== YOUR INSTRUCTIONS ==
Can you give all the records again without altering a single character?

== EXERCISE INPUTS ==
********
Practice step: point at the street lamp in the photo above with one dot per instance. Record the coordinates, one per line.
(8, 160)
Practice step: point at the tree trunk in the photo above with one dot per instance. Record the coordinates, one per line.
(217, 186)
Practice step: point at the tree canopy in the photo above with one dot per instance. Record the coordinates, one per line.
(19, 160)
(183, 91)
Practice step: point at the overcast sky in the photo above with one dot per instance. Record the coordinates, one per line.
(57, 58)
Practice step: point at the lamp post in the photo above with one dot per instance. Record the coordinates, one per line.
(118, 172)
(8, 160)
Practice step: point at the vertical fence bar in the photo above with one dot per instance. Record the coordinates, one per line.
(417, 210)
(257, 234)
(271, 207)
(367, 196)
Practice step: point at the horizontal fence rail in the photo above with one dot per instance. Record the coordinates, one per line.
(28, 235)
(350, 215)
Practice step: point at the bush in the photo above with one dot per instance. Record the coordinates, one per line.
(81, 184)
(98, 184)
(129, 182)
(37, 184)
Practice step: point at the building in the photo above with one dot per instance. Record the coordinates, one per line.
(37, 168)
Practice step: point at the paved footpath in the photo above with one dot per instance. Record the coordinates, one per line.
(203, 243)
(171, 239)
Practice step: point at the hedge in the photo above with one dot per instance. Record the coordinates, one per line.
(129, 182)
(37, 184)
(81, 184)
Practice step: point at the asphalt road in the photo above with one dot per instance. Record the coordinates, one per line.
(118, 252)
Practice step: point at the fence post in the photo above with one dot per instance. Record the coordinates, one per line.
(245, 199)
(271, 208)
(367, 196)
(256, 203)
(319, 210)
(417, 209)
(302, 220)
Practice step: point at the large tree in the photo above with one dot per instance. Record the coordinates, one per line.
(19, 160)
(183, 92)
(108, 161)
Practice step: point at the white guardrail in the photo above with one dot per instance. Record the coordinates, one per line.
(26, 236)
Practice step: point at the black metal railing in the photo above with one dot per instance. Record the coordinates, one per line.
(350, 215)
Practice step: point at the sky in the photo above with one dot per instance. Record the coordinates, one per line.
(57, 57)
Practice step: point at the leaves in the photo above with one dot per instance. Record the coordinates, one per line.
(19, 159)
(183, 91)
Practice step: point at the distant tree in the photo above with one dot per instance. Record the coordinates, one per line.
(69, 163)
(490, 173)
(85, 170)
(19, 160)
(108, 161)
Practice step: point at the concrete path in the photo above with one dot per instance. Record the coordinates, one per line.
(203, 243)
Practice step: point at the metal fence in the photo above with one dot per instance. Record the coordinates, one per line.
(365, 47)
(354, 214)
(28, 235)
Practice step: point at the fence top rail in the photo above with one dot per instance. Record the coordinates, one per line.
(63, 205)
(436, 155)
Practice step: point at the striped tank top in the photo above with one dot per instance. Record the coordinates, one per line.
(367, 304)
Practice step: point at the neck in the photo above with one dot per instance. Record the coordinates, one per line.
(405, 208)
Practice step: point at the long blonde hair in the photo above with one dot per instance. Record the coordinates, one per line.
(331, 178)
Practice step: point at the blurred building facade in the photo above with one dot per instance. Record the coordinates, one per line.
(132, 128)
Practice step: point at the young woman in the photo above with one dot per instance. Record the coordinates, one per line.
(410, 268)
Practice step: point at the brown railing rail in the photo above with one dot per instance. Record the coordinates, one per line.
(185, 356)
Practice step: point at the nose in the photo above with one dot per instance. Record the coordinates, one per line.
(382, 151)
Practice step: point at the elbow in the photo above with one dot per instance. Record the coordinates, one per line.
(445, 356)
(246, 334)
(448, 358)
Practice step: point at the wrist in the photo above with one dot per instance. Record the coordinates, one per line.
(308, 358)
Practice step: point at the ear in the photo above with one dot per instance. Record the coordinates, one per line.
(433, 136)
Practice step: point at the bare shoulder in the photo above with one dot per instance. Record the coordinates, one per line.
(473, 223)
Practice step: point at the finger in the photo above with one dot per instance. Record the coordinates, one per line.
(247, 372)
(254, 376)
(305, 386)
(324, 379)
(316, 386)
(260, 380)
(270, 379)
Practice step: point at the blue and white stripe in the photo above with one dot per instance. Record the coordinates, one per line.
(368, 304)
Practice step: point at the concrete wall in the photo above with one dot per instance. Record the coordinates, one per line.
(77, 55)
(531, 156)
********
== EXERCISE RESPONSE ==
Practice step: point at the street lamp in the photo above with one dot per instance. Record the coordinates, one per line.
(8, 160)
Practice step: point at the tree trunk in the photo above with one dot per instance. Record the coordinates, one per line.
(217, 186)
Practice step: point at the tree canopy in the photo above with one dot per instance. Record the coordinates, one per line.
(19, 160)
(183, 91)
Practice step: point at the overcast sky in the photo above with one dot per instance. Record the coordinates, one per line.
(57, 58)
Practice step: point at the lamp post in the photo above with one dot per instance. Record the coordinates, one per line.
(118, 172)
(8, 160)
Practice step: point at the vertical fence bar in the photo above with one dot per instance. Record the coordinates, one per line.
(417, 210)
(257, 234)
(271, 207)
(367, 196)
Practice step: point at the horizontal fence rail in the photo above with one dot per instance. Record the coordinates, one per line.
(28, 235)
(350, 215)
Practice step: point at the bush in the photo above with one dot per instance. Record the coordinates, one per line.
(81, 184)
(98, 184)
(129, 182)
(37, 184)
Practice step: point at the building in the photo above with one dot per instance. Record the coordinates, one per line.
(37, 168)
Practice step: point at the paved footpath in the photo above with one dot per instance. Record the coordinates, one per line.
(203, 243)
(171, 239)
Practice step: point at the hedge in the photo above with one dot per instance. Record the coordinates, one per line.
(129, 182)
(37, 184)
(81, 184)
Practice step: point at the asphalt road in the photo above with one dot per instance. Record the coordinates, one per line.
(118, 252)
Practice step: point at the fence post in the photo above with one dot per instance. Record the coordinates, one per line.
(245, 199)
(271, 208)
(367, 196)
(256, 203)
(319, 210)
(417, 209)
(302, 220)
Practice step: point at the large tree in the photo above with one dot per instance. Record the coordinates, one per line.
(19, 160)
(183, 92)
(108, 161)
Practice step: point at the white guardrail in the photo above with one dot per instance. Record the coordinates, one per line.
(26, 236)
Practice step: point at the black metal railing in the photo above with one dot per instance. Record the coordinates, one per line.
(350, 215)
Practice step: point at the sky in the photo above with one dot per instance. Record the coordinates, one per line.
(57, 57)
Practice step: point at the leaves in the photo above with one dot per instance. Record the coordinates, one per line.
(19, 159)
(183, 91)
Practice step: point at the distant tree in the photo above with one dot per instance. Record the coordinates, one per line.
(69, 163)
(490, 173)
(85, 170)
(19, 160)
(108, 161)
Practice step: point at the concrete path in the photo above with one dot per instance. Record the coordinates, one per line.
(203, 243)
Practice step: point at the metal fence in the photo above with one dot per instance. Record the coordinates, one per line.
(365, 47)
(354, 214)
(28, 235)
Practice step: point at the fence top rail in the photo above with one dot per instance. Record the coordinates, one per line.
(63, 205)
(436, 155)
Practice step: point at the striped tank top in the photo above with one dot per instance. Record the coordinates, one per line.
(367, 304)
Practice step: point at the neck in the photo above with one dot per instance. Record the coordinates, one per line.
(405, 208)
Practice step: point at the long blonde hair in the photo above with one dot per instance. Record the coordinates, one per line.
(331, 178)
Practice step: point at the blurred building facade in the photo above with one dot per instance. Record the coordinates, one per line.
(132, 128)
Practice step: point at the young woman in the photo above with one dot per instance. Record the coordinates, one per line.
(410, 268)
Practice step: point at the brown railing rail in the photo above with one dot per instance. Record the coordinates, one per line.
(185, 356)
Practice step: point at the nose in the photo above with one dot per instance. Record the coordinates, one per line.
(382, 151)
Practice step: point at the elbow in the photo above with one dot per instance. Record the coordinates, one per line.
(445, 356)
(246, 334)
(448, 358)
Practice step: point at the wrist in the photo above with one dot per instance. Record the coordinates, one per line.
(308, 358)
Practice step: point at the ear in the photo above with one dot per instance. Record the coordinates, one per line.
(433, 136)
Practice step: point at the bare shoulder in the photo above with one dot per instance. Record the coordinates, one per line.
(473, 223)
Practice step: point at the finger in the photo above with one dot per instance. Record the coordinates, one per line.
(247, 372)
(254, 376)
(305, 386)
(324, 379)
(316, 386)
(260, 380)
(270, 379)
Practice step: point at the blue and white stripe in the photo above with one dot per instance. Record the coordinates, one per line.
(368, 304)
Practice step: point at the concrete wall in the photo above with one dot per instance. Record the coordinates, one per line.
(77, 55)
(531, 156)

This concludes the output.